— start MATERIAL SUPPLIED —
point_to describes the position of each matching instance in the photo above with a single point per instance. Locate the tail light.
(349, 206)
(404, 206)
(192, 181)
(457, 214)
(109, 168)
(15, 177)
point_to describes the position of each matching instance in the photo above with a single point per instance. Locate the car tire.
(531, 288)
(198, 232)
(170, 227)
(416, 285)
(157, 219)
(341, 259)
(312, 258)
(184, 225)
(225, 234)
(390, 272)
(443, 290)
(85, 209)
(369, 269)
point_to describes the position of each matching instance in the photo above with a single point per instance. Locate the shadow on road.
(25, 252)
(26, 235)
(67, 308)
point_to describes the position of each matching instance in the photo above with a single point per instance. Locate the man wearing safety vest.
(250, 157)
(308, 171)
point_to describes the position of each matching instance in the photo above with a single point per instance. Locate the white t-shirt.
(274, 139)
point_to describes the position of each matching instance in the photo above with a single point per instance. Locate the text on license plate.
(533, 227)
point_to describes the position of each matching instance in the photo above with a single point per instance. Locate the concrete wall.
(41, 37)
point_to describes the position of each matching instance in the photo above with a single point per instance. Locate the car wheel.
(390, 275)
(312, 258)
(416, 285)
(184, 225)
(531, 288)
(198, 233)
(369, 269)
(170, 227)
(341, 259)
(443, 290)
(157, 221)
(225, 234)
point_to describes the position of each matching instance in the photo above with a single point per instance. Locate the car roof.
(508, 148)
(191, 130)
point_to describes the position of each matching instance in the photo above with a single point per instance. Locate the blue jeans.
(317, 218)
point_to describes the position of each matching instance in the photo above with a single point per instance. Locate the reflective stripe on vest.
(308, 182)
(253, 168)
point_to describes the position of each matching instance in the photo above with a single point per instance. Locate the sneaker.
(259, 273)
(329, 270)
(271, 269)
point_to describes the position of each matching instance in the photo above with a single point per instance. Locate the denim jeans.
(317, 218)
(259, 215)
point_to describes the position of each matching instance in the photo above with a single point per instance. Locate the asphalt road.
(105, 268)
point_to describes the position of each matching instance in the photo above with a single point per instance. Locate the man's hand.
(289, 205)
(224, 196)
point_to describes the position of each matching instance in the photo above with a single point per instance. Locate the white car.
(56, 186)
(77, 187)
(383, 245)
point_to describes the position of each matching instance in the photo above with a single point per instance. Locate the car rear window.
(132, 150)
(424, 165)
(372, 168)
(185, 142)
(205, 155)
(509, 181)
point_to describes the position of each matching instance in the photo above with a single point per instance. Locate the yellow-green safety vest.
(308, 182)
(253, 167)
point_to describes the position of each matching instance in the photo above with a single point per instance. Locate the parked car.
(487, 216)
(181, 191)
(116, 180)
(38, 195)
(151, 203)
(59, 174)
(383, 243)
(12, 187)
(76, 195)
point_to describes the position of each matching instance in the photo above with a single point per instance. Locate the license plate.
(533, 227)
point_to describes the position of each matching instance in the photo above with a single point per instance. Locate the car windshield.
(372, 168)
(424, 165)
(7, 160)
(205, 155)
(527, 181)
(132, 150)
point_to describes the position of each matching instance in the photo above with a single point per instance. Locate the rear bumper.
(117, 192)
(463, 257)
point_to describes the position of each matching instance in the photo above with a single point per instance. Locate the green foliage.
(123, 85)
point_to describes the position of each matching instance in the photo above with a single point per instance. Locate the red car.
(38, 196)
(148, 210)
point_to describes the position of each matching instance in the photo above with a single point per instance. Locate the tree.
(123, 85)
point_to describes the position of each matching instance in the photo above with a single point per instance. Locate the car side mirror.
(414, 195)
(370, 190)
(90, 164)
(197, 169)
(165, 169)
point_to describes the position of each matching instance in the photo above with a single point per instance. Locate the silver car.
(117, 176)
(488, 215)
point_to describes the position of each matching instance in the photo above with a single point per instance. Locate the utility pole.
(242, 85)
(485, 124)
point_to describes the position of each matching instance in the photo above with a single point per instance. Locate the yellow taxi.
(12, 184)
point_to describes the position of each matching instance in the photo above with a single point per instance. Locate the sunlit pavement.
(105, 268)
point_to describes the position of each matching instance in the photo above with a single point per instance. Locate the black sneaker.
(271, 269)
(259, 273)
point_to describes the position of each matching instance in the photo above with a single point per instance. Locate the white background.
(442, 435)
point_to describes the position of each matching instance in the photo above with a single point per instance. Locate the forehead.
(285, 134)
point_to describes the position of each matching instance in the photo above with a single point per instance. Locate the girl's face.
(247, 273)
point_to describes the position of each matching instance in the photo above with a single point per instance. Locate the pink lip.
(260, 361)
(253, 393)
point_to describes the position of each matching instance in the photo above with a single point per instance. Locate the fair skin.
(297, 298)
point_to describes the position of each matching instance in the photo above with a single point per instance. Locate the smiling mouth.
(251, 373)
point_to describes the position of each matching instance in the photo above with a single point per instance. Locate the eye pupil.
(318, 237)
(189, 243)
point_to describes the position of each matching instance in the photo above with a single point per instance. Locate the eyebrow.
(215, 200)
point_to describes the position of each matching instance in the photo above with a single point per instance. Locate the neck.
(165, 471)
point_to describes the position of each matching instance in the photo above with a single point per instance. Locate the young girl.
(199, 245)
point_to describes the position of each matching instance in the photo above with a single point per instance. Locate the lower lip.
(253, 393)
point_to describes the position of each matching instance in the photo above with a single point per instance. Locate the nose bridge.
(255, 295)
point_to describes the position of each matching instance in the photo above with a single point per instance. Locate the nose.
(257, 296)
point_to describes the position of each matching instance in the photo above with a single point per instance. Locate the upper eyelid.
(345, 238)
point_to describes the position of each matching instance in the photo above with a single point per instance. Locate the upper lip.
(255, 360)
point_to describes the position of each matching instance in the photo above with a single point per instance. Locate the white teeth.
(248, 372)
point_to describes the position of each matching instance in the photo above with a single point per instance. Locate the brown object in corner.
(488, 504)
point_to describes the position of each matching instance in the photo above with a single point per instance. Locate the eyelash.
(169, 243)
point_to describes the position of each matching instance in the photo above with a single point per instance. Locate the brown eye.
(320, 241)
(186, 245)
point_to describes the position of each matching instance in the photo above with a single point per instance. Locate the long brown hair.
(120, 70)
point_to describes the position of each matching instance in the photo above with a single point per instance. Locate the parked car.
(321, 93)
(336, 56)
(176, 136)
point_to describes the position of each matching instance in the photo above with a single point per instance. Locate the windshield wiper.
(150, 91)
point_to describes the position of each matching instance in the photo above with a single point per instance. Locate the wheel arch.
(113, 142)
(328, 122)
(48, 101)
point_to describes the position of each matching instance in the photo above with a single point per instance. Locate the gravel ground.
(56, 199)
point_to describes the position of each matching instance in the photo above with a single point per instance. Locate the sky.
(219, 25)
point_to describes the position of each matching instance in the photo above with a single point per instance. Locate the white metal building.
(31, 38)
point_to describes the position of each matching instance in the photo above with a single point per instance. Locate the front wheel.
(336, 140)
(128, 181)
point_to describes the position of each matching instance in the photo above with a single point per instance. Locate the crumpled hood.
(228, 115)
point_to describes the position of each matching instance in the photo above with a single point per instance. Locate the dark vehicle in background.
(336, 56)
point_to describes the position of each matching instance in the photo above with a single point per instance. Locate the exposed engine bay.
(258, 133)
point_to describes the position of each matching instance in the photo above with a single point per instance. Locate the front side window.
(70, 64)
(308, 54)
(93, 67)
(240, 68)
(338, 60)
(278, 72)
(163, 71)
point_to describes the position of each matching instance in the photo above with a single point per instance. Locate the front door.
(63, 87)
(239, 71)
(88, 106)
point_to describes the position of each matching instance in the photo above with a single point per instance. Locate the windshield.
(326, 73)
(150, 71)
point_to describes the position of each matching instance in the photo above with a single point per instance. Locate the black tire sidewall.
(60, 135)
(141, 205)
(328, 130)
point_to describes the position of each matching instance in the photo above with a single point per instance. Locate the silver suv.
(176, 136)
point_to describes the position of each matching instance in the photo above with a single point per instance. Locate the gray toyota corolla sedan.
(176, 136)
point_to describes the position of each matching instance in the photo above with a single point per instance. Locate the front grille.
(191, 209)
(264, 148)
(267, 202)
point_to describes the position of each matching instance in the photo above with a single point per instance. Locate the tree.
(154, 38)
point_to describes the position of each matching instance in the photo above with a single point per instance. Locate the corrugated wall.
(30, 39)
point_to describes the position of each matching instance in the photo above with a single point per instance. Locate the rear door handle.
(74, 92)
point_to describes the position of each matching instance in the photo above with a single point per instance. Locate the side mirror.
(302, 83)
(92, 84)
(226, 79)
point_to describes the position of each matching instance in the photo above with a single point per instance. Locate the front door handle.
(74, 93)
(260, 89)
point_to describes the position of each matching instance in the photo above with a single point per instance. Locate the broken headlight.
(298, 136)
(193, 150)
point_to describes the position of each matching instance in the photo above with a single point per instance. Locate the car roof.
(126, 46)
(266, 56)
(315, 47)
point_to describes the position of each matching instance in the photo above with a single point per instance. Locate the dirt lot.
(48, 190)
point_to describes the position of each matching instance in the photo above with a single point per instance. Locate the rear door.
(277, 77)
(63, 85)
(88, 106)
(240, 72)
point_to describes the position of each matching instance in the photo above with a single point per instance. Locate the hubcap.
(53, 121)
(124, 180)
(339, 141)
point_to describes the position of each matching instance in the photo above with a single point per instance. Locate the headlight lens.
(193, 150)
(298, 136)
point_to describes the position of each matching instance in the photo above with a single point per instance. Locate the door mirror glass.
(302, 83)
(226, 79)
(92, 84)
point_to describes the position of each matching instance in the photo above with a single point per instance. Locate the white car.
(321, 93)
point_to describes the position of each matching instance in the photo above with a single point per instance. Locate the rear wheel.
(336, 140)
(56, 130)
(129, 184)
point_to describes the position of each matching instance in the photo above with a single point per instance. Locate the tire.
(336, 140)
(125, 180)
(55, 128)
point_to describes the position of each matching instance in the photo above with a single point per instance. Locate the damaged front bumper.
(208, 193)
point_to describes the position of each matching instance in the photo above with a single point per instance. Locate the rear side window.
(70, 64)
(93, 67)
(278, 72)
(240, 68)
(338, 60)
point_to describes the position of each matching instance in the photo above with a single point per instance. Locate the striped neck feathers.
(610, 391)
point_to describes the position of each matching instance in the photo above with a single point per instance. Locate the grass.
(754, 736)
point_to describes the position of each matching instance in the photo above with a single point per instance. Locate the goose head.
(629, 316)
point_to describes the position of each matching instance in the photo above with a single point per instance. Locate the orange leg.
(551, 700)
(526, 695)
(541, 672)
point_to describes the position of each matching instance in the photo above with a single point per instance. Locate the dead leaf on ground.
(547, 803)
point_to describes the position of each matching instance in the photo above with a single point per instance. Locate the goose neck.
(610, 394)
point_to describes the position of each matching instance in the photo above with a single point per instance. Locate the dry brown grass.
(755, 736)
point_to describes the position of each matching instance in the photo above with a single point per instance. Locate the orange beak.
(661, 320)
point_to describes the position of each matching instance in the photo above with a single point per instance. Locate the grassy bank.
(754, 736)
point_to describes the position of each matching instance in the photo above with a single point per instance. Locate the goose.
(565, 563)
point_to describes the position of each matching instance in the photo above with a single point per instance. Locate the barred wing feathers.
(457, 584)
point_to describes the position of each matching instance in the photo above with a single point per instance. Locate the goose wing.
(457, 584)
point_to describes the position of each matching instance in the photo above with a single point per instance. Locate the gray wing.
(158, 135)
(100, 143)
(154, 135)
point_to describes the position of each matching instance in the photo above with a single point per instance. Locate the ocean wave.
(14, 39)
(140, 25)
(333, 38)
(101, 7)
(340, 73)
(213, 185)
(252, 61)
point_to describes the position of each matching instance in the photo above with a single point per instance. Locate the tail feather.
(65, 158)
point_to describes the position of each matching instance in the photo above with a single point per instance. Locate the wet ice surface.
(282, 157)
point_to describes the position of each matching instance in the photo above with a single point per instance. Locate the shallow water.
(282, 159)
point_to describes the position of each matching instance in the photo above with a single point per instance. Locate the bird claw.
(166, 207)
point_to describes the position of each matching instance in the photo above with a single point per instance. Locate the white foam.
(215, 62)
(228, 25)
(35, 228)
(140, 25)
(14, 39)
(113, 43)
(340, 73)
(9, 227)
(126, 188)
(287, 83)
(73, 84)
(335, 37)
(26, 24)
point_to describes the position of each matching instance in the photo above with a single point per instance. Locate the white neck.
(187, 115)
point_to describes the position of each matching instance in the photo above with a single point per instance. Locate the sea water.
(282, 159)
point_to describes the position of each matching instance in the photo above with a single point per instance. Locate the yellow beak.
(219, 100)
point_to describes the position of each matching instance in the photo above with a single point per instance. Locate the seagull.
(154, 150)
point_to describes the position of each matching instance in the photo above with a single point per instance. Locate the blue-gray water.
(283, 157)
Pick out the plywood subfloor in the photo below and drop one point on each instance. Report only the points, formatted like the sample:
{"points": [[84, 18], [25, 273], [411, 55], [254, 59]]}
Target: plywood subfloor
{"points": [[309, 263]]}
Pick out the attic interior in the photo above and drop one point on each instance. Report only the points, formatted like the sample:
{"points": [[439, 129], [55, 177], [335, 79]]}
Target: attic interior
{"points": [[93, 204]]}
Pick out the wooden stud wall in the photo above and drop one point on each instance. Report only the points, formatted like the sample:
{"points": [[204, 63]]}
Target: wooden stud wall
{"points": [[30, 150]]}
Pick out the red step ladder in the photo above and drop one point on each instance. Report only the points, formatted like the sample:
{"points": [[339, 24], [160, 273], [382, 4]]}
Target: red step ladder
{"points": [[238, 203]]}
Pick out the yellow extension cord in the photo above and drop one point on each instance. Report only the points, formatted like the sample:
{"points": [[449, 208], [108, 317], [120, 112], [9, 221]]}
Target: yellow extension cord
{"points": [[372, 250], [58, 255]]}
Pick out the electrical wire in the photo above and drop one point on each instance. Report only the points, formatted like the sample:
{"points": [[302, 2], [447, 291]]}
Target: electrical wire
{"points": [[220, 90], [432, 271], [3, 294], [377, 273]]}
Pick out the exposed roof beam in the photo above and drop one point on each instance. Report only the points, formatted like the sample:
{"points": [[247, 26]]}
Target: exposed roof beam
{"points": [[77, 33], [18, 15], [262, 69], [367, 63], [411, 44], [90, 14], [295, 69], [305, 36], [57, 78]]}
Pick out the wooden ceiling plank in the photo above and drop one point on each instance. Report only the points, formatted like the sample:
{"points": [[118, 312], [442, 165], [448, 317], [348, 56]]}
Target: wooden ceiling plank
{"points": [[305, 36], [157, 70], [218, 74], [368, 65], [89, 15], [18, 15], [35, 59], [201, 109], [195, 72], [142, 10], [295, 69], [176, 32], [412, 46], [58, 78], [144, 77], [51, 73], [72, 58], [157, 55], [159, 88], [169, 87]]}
— end MATERIAL SUPPLIED —
## [EXERCISE DIRECTIONS]
Repeat exactly the lines from the line containing "Pick out the yellow" through the last line of the records above, including both, and nothing else.

## [TASK ANSWER]
Pick out the yellow extension cord in the photo above and drop one point on each instance. Report only the points, formatted like the sample:
{"points": [[449, 208], [108, 317], [120, 112], [9, 221]]}
Target: yellow extension cord
{"points": [[372, 250], [58, 255]]}
Pick out the electrical wire in the photo above and drop one point on each instance. Report only the points, formatted like the sample:
{"points": [[302, 2], [447, 291]]}
Target: electrical wire
{"points": [[220, 90], [432, 271], [3, 294], [377, 273]]}
Pick out the exposed roof beam in the photo above and drop one point on each instance. Report only the points, formatted like the sample:
{"points": [[247, 26]]}
Target: exposed roof beam
{"points": [[77, 33], [18, 15], [262, 69], [367, 63], [411, 44], [90, 14], [295, 69], [305, 36], [57, 78]]}
Pick out the wooden ceiling plank in the photo above and drop one point on each instance. Report only the points, formatted like the sample:
{"points": [[118, 312], [442, 165], [448, 317], [348, 56]]}
Target: wooden ceiling plank
{"points": [[305, 36], [157, 70], [218, 74], [368, 65], [89, 15], [18, 15], [35, 59], [201, 109], [195, 72], [142, 10], [295, 69], [176, 32], [412, 46], [58, 78], [144, 77], [51, 73], [72, 58], [157, 55], [159, 88], [169, 87]]}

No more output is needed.